# Problem requirements
For each line of the data that includes the word "petal", copy the line.

# Study material

'''

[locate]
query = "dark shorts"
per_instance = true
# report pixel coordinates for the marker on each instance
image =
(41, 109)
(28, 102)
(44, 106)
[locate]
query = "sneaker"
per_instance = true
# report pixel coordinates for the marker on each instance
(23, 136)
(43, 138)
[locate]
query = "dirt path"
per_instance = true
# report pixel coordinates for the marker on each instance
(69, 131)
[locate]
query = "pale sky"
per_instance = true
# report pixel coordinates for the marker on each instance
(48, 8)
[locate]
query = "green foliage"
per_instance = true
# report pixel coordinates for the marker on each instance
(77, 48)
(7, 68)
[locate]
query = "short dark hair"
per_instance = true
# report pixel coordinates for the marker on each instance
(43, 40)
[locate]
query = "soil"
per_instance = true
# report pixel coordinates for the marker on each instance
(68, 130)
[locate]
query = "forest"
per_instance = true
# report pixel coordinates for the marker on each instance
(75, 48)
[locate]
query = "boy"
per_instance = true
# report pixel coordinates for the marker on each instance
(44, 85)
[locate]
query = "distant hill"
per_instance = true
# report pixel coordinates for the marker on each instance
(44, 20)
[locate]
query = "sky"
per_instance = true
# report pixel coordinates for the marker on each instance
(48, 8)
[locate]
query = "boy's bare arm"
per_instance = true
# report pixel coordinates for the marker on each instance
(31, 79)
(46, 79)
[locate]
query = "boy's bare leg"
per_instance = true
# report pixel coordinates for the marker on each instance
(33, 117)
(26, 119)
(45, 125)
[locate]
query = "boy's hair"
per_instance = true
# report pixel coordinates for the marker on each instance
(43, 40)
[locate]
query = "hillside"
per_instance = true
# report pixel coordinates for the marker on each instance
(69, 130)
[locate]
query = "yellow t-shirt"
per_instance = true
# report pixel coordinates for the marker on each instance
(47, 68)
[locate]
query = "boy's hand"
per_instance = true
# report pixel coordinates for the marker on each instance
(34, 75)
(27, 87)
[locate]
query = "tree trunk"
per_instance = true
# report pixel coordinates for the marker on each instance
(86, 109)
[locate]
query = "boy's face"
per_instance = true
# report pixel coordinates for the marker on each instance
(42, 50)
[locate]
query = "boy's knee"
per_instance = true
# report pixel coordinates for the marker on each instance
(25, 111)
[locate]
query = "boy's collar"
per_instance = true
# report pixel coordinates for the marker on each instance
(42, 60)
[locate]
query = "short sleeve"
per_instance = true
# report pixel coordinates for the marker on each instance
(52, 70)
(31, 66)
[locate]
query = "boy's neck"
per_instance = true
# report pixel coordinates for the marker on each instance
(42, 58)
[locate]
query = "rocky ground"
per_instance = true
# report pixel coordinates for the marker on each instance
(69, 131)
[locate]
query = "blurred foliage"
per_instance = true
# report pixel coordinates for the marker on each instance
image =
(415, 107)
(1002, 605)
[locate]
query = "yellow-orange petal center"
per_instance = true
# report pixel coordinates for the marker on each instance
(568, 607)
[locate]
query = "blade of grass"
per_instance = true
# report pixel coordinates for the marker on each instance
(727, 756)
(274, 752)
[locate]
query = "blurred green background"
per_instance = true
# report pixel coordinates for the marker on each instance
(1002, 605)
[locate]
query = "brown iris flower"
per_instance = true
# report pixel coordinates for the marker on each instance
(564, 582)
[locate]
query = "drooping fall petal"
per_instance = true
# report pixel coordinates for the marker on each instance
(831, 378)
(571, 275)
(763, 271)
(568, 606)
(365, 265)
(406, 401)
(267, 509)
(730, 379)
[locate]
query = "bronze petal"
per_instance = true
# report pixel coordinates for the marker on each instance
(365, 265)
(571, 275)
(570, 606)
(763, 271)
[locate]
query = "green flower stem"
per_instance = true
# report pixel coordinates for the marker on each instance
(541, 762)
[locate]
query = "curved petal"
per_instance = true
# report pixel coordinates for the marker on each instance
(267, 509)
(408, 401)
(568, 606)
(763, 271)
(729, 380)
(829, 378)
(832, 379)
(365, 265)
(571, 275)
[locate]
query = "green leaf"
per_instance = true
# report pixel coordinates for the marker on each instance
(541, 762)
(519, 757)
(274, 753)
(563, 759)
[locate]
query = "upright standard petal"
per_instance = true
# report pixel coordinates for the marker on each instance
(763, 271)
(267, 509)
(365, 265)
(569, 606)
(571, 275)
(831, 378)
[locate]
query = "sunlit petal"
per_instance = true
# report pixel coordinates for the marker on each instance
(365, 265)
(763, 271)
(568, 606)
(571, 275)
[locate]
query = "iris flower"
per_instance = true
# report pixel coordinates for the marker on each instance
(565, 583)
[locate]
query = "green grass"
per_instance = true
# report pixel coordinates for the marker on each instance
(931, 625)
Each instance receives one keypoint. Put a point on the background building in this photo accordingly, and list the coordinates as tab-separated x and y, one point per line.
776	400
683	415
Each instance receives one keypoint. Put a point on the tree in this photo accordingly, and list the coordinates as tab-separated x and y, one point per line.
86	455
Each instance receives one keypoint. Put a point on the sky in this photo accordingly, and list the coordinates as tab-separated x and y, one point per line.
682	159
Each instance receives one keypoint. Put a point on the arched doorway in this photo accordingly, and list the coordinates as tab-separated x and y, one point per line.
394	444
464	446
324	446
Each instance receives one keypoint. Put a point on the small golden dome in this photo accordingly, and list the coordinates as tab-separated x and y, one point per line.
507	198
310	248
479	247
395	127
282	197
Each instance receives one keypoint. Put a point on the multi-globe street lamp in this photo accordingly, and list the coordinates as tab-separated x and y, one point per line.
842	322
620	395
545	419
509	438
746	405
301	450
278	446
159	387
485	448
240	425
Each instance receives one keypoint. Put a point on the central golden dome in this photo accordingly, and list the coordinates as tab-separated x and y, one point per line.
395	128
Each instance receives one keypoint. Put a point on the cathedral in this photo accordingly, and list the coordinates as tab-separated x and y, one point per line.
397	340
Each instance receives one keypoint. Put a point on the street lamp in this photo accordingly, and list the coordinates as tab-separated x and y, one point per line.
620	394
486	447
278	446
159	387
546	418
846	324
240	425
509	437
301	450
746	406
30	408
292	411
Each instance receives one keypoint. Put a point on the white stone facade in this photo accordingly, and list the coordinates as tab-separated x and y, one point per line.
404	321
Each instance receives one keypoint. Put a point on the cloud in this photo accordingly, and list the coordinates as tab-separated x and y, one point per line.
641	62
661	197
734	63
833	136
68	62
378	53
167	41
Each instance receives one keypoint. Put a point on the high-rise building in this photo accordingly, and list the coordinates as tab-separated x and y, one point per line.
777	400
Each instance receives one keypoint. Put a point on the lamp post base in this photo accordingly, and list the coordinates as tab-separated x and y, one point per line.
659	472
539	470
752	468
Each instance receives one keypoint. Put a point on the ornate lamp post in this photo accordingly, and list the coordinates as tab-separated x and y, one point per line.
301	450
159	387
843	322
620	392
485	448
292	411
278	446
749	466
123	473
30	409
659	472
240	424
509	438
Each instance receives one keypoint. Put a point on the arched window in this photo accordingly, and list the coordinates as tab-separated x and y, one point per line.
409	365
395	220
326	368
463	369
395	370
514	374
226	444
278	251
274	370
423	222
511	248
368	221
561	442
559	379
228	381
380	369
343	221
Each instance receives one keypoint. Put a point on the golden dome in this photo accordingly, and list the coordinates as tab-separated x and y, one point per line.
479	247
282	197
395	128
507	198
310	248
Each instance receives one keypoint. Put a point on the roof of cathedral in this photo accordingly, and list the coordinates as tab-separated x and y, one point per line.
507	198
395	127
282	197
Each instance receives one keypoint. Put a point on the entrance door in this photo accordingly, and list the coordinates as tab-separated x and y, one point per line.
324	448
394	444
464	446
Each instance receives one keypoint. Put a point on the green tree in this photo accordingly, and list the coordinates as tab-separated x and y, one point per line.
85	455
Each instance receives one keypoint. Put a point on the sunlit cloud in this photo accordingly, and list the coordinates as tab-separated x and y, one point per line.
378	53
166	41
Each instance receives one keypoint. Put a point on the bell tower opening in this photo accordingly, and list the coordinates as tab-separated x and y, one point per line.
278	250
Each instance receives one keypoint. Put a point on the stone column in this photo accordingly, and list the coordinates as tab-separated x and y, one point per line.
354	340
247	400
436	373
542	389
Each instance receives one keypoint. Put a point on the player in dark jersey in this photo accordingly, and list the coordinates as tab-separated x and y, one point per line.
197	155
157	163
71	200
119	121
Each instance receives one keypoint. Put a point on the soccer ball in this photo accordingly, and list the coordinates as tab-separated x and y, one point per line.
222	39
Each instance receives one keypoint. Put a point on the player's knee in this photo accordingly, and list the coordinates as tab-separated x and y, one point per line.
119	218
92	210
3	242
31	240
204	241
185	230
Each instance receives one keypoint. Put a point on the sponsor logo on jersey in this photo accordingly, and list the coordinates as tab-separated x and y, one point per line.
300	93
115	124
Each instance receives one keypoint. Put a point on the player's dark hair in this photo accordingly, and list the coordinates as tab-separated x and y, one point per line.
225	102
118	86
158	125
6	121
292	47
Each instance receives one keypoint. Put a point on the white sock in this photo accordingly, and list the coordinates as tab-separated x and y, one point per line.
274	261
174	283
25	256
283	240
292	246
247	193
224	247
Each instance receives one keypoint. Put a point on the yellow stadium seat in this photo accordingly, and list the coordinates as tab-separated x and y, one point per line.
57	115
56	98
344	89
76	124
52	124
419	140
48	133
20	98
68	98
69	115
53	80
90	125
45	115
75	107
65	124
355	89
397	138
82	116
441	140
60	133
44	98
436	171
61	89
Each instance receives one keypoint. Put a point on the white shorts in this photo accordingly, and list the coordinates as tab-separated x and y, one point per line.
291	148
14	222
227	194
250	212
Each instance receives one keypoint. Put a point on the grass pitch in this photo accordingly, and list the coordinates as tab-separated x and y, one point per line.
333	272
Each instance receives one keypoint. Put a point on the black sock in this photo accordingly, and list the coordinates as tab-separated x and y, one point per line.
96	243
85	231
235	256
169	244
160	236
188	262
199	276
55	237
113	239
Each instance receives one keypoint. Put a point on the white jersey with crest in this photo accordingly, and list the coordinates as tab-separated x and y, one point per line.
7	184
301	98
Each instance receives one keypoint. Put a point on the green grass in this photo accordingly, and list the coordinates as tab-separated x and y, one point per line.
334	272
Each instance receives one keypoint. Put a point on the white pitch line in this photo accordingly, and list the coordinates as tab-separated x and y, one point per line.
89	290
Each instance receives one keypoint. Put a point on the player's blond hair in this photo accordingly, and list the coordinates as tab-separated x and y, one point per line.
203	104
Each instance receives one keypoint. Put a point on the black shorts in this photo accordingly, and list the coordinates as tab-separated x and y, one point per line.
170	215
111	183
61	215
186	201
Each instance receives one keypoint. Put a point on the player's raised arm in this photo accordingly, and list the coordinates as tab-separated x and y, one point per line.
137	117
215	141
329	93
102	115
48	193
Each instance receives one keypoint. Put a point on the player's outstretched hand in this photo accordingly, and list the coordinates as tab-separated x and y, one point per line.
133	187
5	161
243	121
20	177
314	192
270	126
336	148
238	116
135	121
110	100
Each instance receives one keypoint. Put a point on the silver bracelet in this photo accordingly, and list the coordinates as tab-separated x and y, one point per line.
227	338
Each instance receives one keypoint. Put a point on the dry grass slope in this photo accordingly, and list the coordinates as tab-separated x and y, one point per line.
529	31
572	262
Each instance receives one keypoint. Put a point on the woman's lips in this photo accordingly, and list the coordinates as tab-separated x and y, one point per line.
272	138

'''

# Output of the exercise
query = "yellow-orange petal center"
query = "drooping fall petal"
query = "bronze petal"
query = "curved petal"
query = "upright standard petal"
query = "sunlit petal"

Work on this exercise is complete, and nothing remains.